---------- Records shown

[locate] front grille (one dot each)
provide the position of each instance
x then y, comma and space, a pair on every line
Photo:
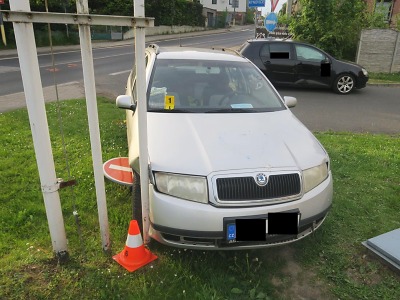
245, 188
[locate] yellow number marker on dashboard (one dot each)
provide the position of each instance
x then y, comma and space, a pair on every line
169, 102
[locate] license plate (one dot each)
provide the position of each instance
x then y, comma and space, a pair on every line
256, 229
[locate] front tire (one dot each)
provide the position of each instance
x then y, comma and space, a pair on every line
344, 84
137, 200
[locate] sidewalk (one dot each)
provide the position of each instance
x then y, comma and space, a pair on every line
76, 89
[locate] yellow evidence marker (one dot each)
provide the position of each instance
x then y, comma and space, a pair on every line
169, 102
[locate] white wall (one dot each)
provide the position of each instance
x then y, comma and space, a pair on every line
223, 5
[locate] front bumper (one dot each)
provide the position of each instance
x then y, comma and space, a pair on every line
192, 225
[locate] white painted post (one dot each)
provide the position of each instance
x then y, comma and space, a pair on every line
140, 50
91, 106
28, 61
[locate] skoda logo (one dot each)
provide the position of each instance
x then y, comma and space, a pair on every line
261, 179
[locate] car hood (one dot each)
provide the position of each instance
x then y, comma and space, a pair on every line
199, 144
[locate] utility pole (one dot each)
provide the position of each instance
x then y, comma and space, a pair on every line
28, 61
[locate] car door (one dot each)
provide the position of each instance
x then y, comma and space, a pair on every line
313, 67
279, 63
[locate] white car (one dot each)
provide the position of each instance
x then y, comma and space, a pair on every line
231, 167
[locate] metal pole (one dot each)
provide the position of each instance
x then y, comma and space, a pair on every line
91, 105
142, 117
32, 83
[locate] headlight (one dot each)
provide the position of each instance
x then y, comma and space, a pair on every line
192, 188
314, 176
364, 72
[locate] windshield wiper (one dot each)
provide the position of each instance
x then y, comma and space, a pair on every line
233, 110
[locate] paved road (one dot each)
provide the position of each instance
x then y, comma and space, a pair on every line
374, 109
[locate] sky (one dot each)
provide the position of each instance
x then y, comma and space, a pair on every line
267, 7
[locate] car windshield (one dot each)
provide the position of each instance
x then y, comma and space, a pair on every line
195, 86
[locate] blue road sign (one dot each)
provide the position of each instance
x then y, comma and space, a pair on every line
270, 21
256, 3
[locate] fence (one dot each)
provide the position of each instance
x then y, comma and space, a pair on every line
379, 50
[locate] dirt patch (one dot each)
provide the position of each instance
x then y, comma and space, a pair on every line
298, 283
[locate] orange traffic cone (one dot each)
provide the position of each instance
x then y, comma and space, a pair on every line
135, 255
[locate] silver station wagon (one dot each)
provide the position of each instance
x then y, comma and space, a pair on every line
230, 166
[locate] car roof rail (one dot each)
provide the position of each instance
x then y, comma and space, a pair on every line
155, 47
227, 50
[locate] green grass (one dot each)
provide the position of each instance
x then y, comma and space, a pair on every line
330, 264
384, 77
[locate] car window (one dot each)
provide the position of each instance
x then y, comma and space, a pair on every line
206, 86
308, 54
279, 51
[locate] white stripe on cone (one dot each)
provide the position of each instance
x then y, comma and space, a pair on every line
134, 241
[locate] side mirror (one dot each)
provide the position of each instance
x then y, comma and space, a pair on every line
290, 101
125, 102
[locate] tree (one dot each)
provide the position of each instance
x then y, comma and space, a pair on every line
333, 25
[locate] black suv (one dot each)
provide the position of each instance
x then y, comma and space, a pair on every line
287, 62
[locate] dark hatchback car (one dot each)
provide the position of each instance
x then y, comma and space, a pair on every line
287, 62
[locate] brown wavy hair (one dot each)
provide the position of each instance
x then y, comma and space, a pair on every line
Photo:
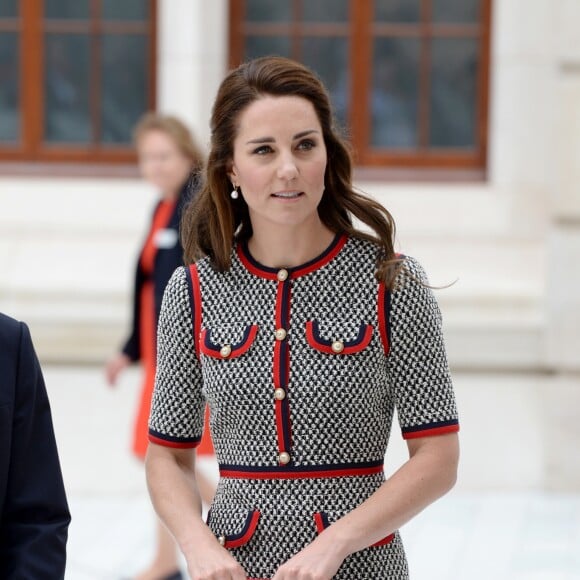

--------------------

Task to carry out: Convert the records above into a Markdown table with two columns, "No." for the row number and "Line" for each line, leaving out blank lines. Keep the pictures out of the table.

Exercise response:
| No. | Line |
|---|---|
| 1 | [locate] front grille (one dot each) |
| 2 | provide the position of each instance |
| 3 | x then y, comma and space, a pair on every line |
| 4 | Photo: |
| 5 | 245, 188 |
| 6 | [locate] yellow number marker on dashboard (one dot each) |
| 7 | provide the position of each instance |
| 8 | x then y, comma and space, a pair on every line |
| 9 | 169, 102 |
| 10 | [locate] license plate (one dot each) |
| 11 | provide the position of each instance |
| 12 | x then y, comma and space, a pair on every line |
| 13 | 256, 229 |
| 14 | [locate] front tire (one dot each) |
| 15 | provide the position of each instance |
| 16 | x then y, comma and space, a pair on every line |
| 17 | 344, 84 |
| 18 | 137, 200 |
| 19 | [locate] sidewalk (one dot each) |
| 20 | provide the position of each instance |
| 21 | x then y, comma and space, a pair on every line |
| 22 | 76, 89 |
| 23 | [locate] yellow evidence marker (one dot each) |
| 24 | provide the position of each instance |
| 25 | x then y, comma and space, a pair on every line |
| 26 | 169, 102 |
| 27 | [locate] white wall (one dot each) |
| 28 | provide the position of each instance |
| 29 | x then y, comma and space, a pair on every line |
| 30 | 223, 5 |
| 31 | [locate] front bumper (one dot each) |
| 32 | provide the position of each instance |
| 33 | x then y, comma and space, a pair on every line |
| 34 | 192, 225 |
| 35 | [locate] white painted post (one dot each) |
| 36 | provide the position of each instance |
| 37 | x then y, comma and space, a pair on every line |
| 38 | 140, 50 |
| 39 | 91, 106 |
| 40 | 28, 61 |
| 41 | [locate] skoda logo (one dot each) |
| 42 | provide the position of each instance |
| 43 | x then y, comma and space, a pair on every line |
| 44 | 261, 179 |
| 45 | [locate] car hood (one dot each) |
| 46 | provide the position of each instance |
| 47 | x then y, comma and space, a pair on every line |
| 48 | 199, 144 |
| 49 | [locate] utility pole (one dot each) |
| 50 | provide the position of each instance |
| 51 | x then y, comma and space, a pair on every line |
| 52 | 28, 61 |
| 53 | [locate] car door (one dot each) |
| 54 | provide the position of each instance |
| 55 | x then y, comma and space, a pair on every line |
| 56 | 313, 67 |
| 57 | 279, 63 |
| 58 | [locate] white car (one dot each) |
| 59 | provide the position of each instance |
| 60 | x then y, comma and space, a pair on every line |
| 61 | 231, 167 |
| 62 | [locate] metal pole (one dot each) |
| 63 | provide the position of each instance |
| 64 | x then y, comma and space, a pair on every line |
| 65 | 91, 105 |
| 66 | 142, 117 |
| 67 | 32, 83 |
| 68 | [locate] headlight (one dot each) |
| 69 | provide the position of each instance |
| 70 | x then y, comma and space, a pair on every line |
| 71 | 192, 188 |
| 72 | 314, 176 |
| 73 | 364, 72 |
| 74 | [locate] windshield wiper (one dot each) |
| 75 | provide the position of each instance |
| 76 | x then y, comma and space, a pair on every line |
| 77 | 233, 110 |
| 78 | [locate] paved road (one dot each) |
| 79 | provide the position of each instance |
| 80 | x then y, comma and space, a pair on every line |
| 81 | 374, 109 |
| 82 | [locate] sky (one dot each) |
| 83 | provide the position of each instance |
| 84 | x then y, comma and space, a pair on every line |
| 85 | 267, 7 |
| 86 | [locate] car windshield (one dot each) |
| 87 | provide the position of each instance |
| 88 | x then y, comma and space, a pair on every line |
| 89 | 195, 86 |
| 90 | [locate] blue road sign (one dot each) |
| 91 | provide the position of each instance |
| 92 | x then y, comma and space, a pair on every line |
| 93 | 270, 21 |
| 94 | 256, 3 |
| 95 | [locate] fence (one dot each) |
| 96 | provide the position of each instance |
| 97 | x then y, comma and space, a pair on every line |
| 98 | 379, 50 |
| 99 | [locate] dirt patch (one dot each) |
| 100 | provide the position of each instance |
| 101 | x then y, comma and space, a pair on every line |
| 102 | 298, 283 |
| 103 | [locate] orange traffic cone (one dot each) |
| 104 | provide the position of each instance |
| 105 | x then y, comma and space, a pair on every line |
| 106 | 135, 255 |
| 107 | [locate] silver station wagon (one dot each) |
| 108 | provide the position of each instance |
| 109 | x then y, comma and space, a pair on every line |
| 110 | 230, 166 |
| 111 | [locate] car roof rail (one dot each) |
| 112 | provide the position of each instance |
| 113 | x then y, comma and space, a pair on every line |
| 114 | 155, 47 |
| 115 | 227, 50 |
| 116 | [locate] green grass (one dot each) |
| 117 | provide the position of each instance |
| 118 | x then y, comma and space, a pair on every line |
| 119 | 330, 264 |
| 120 | 384, 77 |
| 121 | [locate] car window (one dot each) |
| 122 | provide the position of each instance |
| 123 | x then y, comma and space, a pair on every line |
| 124 | 206, 86 |
| 125 | 308, 54 |
| 126 | 279, 51 |
| 127 | [locate] white stripe on cone (one dot each) |
| 128 | provide the position of each instance |
| 129 | x then y, comma and space, a pair on every line |
| 130 | 134, 241 |
| 131 | [locate] side mirror (one dot each) |
| 132 | provide the position of each instance |
| 133 | x then y, comma and space, a pair on every line |
| 134 | 290, 101 |
| 135 | 125, 102 |
| 136 | [locate] tree (one dot each) |
| 137 | provide the position of each instance |
| 138 | x then y, comma and space, a pair on every line |
| 139 | 333, 25 |
| 140 | [locate] black suv (one dot each) |
| 141 | provide the position of each instance |
| 142 | x then y, comma and space, a pair on every line |
| 143 | 287, 62 |
| 144 | [locate] dark hatchback car (one dot each) |
| 145 | provide the position of each instance |
| 146 | x then y, comma and space, a pair on every line |
| 147 | 287, 62 |
| 148 | [locate] brown wavy hair (one dot each) |
| 149 | provide the position of each instance |
| 150 | x then y, comma and space, a pair on every line |
| 151 | Photo: |